• **Exercise description**
Whatever lines the data contains, output all of them unchanged.

--- START ---

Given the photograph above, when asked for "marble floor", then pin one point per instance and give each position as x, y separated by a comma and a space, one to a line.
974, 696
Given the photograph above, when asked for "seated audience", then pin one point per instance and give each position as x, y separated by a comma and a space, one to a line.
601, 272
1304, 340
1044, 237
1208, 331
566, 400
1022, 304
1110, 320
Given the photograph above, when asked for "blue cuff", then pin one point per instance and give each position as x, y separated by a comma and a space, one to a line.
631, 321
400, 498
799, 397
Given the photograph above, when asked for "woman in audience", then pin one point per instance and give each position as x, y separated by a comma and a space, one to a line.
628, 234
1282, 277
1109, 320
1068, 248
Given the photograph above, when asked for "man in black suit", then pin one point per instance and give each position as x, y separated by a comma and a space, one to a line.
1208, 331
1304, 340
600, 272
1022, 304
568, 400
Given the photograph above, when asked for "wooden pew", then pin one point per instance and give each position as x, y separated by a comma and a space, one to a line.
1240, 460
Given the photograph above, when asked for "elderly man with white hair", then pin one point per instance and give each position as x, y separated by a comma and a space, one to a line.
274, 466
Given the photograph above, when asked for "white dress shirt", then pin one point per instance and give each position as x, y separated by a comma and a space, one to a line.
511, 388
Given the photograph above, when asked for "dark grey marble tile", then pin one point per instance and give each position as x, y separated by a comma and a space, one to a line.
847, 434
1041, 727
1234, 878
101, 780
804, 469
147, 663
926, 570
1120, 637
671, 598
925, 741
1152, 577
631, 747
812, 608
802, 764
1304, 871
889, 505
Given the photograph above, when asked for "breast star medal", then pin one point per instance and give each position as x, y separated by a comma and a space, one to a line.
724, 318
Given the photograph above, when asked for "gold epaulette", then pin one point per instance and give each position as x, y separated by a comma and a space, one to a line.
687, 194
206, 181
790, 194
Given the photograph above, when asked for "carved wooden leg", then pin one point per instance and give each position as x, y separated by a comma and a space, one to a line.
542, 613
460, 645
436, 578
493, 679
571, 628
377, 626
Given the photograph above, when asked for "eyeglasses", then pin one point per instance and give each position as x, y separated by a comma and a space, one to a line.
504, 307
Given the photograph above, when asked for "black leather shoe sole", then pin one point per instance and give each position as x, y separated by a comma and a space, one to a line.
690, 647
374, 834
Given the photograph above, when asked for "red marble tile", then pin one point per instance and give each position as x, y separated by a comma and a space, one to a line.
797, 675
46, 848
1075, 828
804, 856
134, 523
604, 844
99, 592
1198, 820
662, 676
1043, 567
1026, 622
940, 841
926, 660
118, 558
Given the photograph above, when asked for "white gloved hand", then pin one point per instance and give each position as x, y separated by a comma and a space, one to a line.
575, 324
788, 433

--- END ---

• **Answer box**
Given the photograph above, when asked for "marble floor", then pin one point per instance and give each position as x, y separated by a comma and a space, one to a line.
974, 696
Given the photograph above, when asked for "seated audience", then pin one point per instance and give each position as x, y separated by a comma and a space, one to a line.
601, 272
1304, 340
1044, 237
1208, 331
566, 400
1022, 304
1110, 320
Given the photograph above, when asked for "blue cuff", then pin one point per instance and give each position as x, y separated by a comma and a space, one to a line.
631, 321
400, 498
799, 397
Given the photograph above, when asked for "woman in audience", then pin one point per instance and give each position as x, y separated by a comma and a space, one to a line.
628, 234
1282, 277
1109, 320
1068, 248
Given the photograph above, when asked for "man in black suit", then pin one point per instance and give each position as x, y separated by a comma and a space, one to a line.
1208, 331
1304, 340
600, 272
1022, 304
568, 400
Given the photograph above, when asked for "wooden pew", then pin one point per instance and give each position as x, y separated by a comma and a space, one to a line.
1240, 460
Given the photograph above, when asked for "elderly man with white hair", then pin one point per instance and give each position as x, y separated by a comma and a space, one to a line.
274, 466
Given the photograph above, when asked for "white dress shirt", then pin one point per instance and give each position as x, y separated by a comma and a space, one to a line.
511, 388
Given the photograph above, when asked for "dark grey marble tile", then pin one point per instance and give each position as x, y separated by a comma and a space, one to a line.
847, 434
1041, 727
1234, 878
101, 780
804, 469
147, 663
926, 570
1120, 637
671, 598
925, 741
1152, 577
631, 747
812, 608
802, 764
1304, 871
889, 505
Given the photograph above, when asked for "breast star medal", then pin one point per instance and give each position as x, y separated by a comma and a space, one to a line.
724, 318
Given the photograph above, when asked for "gold epaulette", then pin one point per instance and give each position as x, y separated by a comma and a space, one to a line.
687, 194
206, 181
790, 194
Given the photograph above, when asked for "carved wooden leg", then pin one point per instance and give each position as x, y separated by a comma and a space, one to a line.
542, 613
460, 645
436, 578
493, 679
571, 628
377, 626
Given the photograph above, when asked for "eyeglasses", then pin one point per instance and give each position as x, y separated by a comma and a space, one to a line.
504, 307
Given the photograph above, when asked for "black leather shoe sole", then pin one point per instance and give each position as x, y separated by a comma and a space, one to a line.
690, 647
374, 834
Given the photograph above, when asked for "red marble tile", then pin one point per instance and give each position as x, y separated by a comma and a space, one to a line.
797, 675
46, 848
1075, 828
804, 856
134, 523
604, 844
99, 592
1198, 820
662, 676
1043, 567
1026, 622
940, 841
926, 660
118, 558
Given the photograph above, when asked for "white gloved hand", then pin one point per instance and give each position as x, y separated by a comma and a space, one to a line.
575, 324
788, 433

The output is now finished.